**Task instructions**. Transcribe each entry in full, and leave the images out.

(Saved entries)

•••

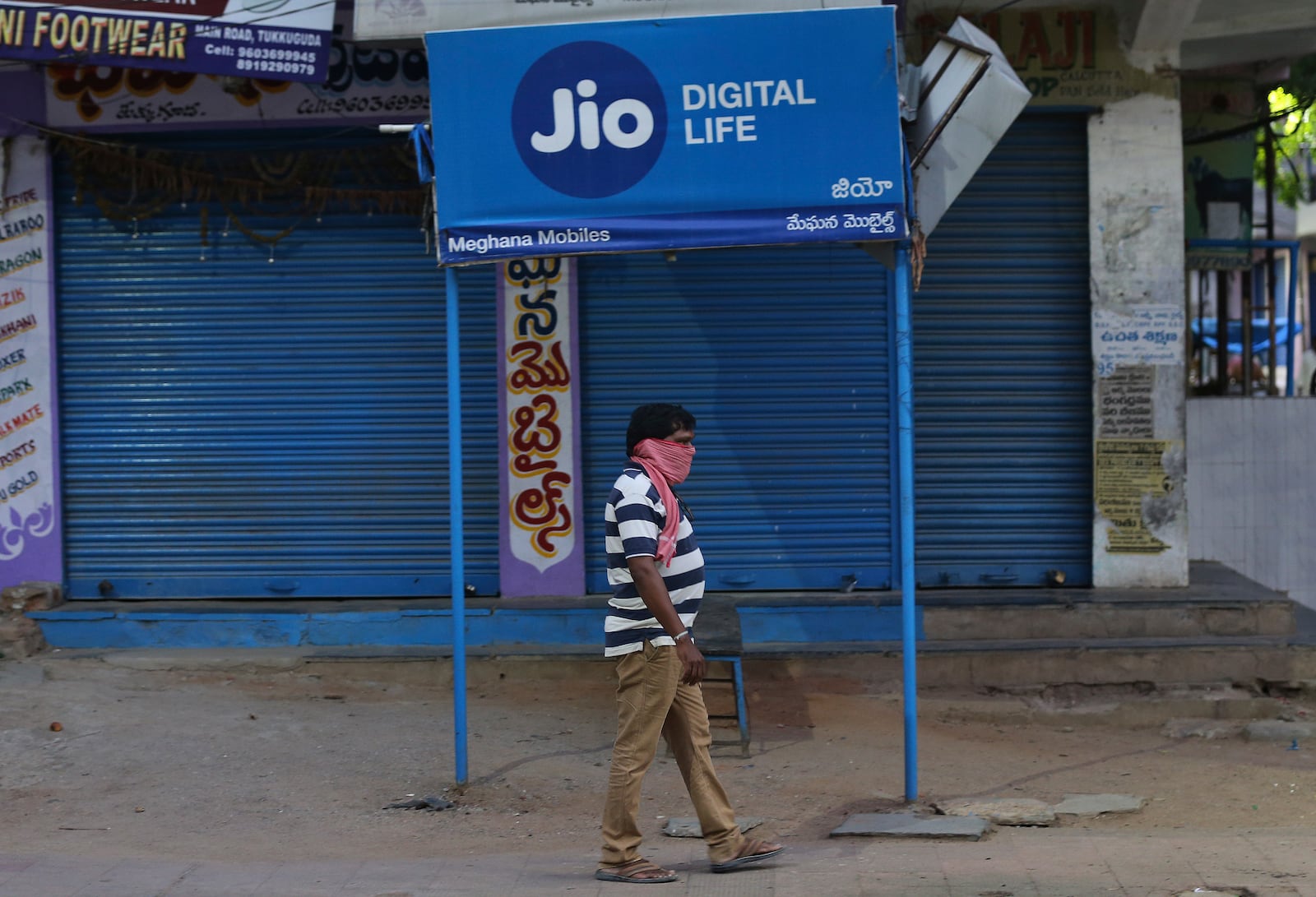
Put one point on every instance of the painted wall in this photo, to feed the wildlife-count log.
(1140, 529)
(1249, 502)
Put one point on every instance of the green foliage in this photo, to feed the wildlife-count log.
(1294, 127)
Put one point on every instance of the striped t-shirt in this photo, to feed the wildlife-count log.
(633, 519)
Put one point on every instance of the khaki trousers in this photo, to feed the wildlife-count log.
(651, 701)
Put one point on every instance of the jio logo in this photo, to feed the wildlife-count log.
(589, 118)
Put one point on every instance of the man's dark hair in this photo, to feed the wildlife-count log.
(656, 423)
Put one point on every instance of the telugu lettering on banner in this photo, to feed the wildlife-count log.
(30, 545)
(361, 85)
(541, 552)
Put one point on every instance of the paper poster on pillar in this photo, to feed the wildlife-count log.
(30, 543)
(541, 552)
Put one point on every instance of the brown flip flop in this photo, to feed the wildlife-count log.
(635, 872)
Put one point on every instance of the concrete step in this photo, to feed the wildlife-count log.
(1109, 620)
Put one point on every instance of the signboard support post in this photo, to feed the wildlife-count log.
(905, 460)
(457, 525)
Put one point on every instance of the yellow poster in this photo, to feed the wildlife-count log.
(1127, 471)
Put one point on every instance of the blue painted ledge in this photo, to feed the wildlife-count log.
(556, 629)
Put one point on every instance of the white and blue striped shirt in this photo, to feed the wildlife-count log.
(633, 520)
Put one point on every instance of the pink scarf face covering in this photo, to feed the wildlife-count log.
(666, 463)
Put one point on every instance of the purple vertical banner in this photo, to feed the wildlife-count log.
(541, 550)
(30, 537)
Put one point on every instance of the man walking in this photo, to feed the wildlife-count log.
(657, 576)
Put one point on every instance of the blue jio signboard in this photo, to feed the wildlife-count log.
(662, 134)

•••

**Exercise solution**.
Put one point on every instance of the painted wall in this photo, to feed the wildlife-count log.
(1140, 529)
(1249, 502)
Put one point on every instance of the green foliage in this photo, to feed the wildlife-count log.
(1294, 127)
Put one point on every instance of the striped t-shirt in this photo, to feed the wildlife-count log.
(633, 519)
Put one point on every instance of the khaki trousers in this photo, to feed the wildlife-count log.
(651, 701)
Put one point on every instance of the jio logo in this photo, to feed the wildlife-count log.
(589, 118)
Put one point on every instance of the man's dark hair in this photo, to feed the wildlife-count log.
(656, 423)
Put one point on every instance of the telugu lettering on banner in this photo, to feed the wildlife-count log.
(30, 545)
(361, 85)
(541, 552)
Put one point on every instance of the paper poster on pillar in this photo, to feed the wildlife-count log.
(30, 543)
(541, 552)
Put one point on every instance of the brown flip flop in this photo, to feed the wildlife-count log.
(635, 872)
Put one point on every instance of the concrete step in this photo, to feed the wildlife-count log.
(1109, 620)
Put one point on every instance of the signboard support post in this photo, to feed the wildlife-count log.
(905, 460)
(457, 525)
Put one point on every instance of the yellow poster in this photo, to feed the wildlife-count log.
(1127, 471)
Put one point on every instance of the blue painted ledge in this photo, to feed the wildlife-count log.
(556, 629)
Put one point on every instance of the white and blue striped shirt in this photo, to feed the wildlife-count log.
(633, 520)
Put one point on every instance of the pink scarf face covering in this photo, to feed the wildlife-count log.
(666, 463)
Put one point on every instance of the purple vertical banner in this photo, to feed the wildlife-count log.
(541, 550)
(30, 537)
Put one point on every instance of the man walking in this photo, to feed the wildlife-count log.
(657, 576)
Put one point on every instance of the blue jio signboard in this photo, to feed the wildlife-count log.
(662, 134)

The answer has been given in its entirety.